Extrait du texte –
L'avance de Craig Venter, pape de la génomique, inquiète ses concurrents

Réactions à la déclaration Clinton-Blair
 
  Mis à jour le jeudi 16 mars 2000
 

LES DÉCLARATIONS de Bill Clinton et Tony Blair sur le libre accès au patrimoine génétique de l'homme (Le Monde du 16 mars) résultent d'« un conflit qui ne concerne que le secteur privé, dans lequel les politiques sont manipulés par les lobbies de l'industrie pharmaceutique contre Craig Venter ». Daniel Cohen, pionnier français du séquençage du génome, engagé lui aussi dans la recherche privée - il est directeur scientifique de la société française Genset - ne mâche pas ses mots.

Les Etats-Unis et la Grande-Bretagne, principaux bailleurs de fonds du Human Genome Project (HGP), qui fédère l'effort des laboratoires publics mondiaux, « n'ont vraiment forcé l'allure que quand Craig Venter a lancé son projet, en 1990 », rappelle-t-il. Aujourd'hui, les deux parties ont fait à peu près la moitié du travail chacune. Et l'entreprenant et charismatique généticien américain possède une telle avance sur ses concurrents du privé « qu'il pourrait mettre par terre toute l'industrie pharmaceutique s'il réussit son entreprise, dans la mesure où il détiendrait la plupart des sources thérapeutiques futures, souligne Daniel Cohen. Il vient de lever un milliard de dollars sur le marché ». Comme pour appuyer ses dires, un porte-parole de la Maison Blanche, Jake Siewert, a reconnu que la prise de position de MM. Clinton et Blair avait pour objectif « de permettre aux sociétés privées d'accéder à toutes les informations afin qu'elles puissent innover, mettre au point de nouveaux médicaments et de nouveaux traitements, et faire des bénéfices. Cela doit aussi encourager la concurrence », a-t-il précisé.

Consigne –
Répondez aux questions suivantes à partir de l'article sur Craig Venter.
(a) De quelle société Daniel Cohen est-il directeur scientifique ?
(b) Selon Daniel Cohen, quelle somme Craig Venter vient-il de lever sur le marché ?
(c) Quelle fonction occupe Jake Siewert ?

Entrées enregistrées:

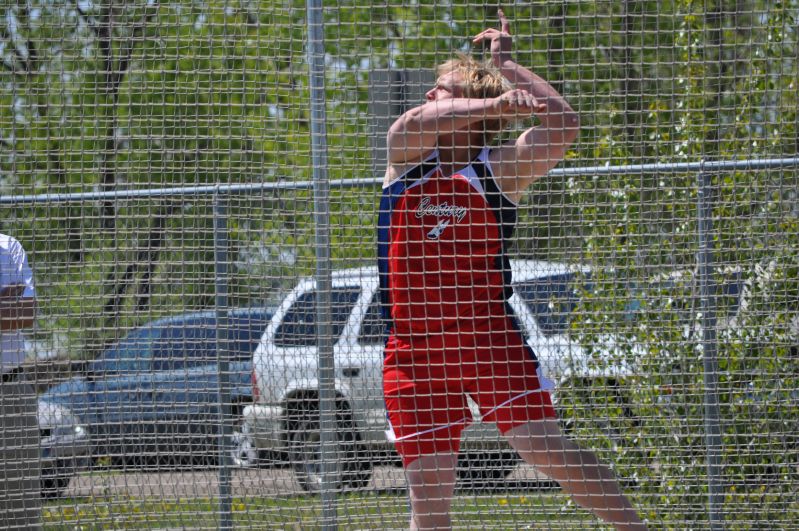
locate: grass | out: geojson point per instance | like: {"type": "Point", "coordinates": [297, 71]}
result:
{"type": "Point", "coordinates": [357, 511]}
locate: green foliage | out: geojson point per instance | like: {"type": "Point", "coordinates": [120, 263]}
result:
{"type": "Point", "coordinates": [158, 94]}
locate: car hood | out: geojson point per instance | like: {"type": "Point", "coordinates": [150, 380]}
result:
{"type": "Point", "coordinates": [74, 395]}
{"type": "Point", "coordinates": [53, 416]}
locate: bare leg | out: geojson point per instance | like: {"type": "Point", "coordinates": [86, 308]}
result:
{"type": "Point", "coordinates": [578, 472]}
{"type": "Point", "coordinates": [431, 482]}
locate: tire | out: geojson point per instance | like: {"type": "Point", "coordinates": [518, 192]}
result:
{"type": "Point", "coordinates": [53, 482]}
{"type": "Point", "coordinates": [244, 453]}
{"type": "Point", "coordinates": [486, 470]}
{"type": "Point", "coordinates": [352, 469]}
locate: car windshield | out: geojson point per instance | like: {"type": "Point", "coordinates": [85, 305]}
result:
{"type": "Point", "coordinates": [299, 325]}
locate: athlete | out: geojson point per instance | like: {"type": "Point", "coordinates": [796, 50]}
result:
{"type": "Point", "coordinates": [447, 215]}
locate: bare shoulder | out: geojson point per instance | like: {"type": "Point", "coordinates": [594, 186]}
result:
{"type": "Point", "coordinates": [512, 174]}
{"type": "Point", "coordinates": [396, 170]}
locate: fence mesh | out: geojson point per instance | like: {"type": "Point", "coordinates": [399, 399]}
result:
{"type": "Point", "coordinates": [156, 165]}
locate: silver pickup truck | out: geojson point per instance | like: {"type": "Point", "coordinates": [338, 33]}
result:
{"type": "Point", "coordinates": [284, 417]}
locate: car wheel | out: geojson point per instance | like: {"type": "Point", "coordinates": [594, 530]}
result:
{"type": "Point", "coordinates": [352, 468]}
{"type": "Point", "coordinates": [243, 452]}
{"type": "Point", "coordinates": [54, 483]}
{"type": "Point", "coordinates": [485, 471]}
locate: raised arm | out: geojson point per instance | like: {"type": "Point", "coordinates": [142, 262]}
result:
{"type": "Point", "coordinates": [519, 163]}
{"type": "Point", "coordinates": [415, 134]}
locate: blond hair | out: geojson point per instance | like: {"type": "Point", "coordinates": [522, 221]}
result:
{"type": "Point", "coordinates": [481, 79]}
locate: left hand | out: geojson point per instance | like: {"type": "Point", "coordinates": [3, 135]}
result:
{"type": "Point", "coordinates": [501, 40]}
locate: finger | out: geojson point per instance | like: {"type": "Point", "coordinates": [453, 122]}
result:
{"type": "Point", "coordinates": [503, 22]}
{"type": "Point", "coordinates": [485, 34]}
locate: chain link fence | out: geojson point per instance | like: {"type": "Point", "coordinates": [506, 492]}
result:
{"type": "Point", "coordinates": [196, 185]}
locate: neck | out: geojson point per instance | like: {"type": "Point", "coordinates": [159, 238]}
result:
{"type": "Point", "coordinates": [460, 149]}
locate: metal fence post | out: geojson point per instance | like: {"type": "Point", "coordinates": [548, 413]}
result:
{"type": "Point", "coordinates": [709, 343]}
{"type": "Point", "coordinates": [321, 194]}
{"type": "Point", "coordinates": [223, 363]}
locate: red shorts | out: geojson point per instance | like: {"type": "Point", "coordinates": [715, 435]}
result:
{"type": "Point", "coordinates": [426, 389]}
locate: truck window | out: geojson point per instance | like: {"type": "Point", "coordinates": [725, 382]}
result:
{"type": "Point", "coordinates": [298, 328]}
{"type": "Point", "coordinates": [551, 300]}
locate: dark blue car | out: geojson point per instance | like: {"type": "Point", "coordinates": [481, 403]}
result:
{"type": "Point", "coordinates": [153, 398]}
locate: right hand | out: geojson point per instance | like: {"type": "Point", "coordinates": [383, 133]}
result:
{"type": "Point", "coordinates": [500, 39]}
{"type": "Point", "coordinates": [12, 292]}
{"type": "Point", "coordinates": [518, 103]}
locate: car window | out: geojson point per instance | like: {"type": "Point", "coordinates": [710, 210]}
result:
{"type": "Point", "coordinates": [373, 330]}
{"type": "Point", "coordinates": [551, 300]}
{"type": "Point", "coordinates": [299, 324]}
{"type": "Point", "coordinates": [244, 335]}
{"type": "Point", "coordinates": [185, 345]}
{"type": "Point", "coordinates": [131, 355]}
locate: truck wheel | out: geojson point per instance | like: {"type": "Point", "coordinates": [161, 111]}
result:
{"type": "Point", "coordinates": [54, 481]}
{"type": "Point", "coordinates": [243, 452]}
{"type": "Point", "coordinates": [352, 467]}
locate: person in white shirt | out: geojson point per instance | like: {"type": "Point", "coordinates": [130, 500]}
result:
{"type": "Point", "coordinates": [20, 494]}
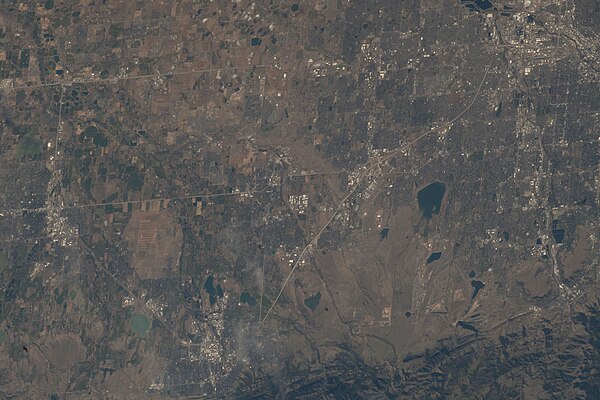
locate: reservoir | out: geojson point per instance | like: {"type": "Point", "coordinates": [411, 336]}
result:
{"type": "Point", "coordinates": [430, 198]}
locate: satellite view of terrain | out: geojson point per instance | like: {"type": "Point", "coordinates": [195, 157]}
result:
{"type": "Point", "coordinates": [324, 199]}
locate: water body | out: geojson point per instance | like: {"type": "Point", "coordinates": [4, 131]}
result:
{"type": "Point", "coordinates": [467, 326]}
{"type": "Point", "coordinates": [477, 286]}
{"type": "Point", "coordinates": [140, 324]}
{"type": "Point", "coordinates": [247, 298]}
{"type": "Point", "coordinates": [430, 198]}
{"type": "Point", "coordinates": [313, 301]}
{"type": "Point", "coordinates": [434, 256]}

Zone de réponse –
(a) La société française Genset.
(b) Un milliard de dollars.
(c) Il est porte-parole de la Maison Blanche.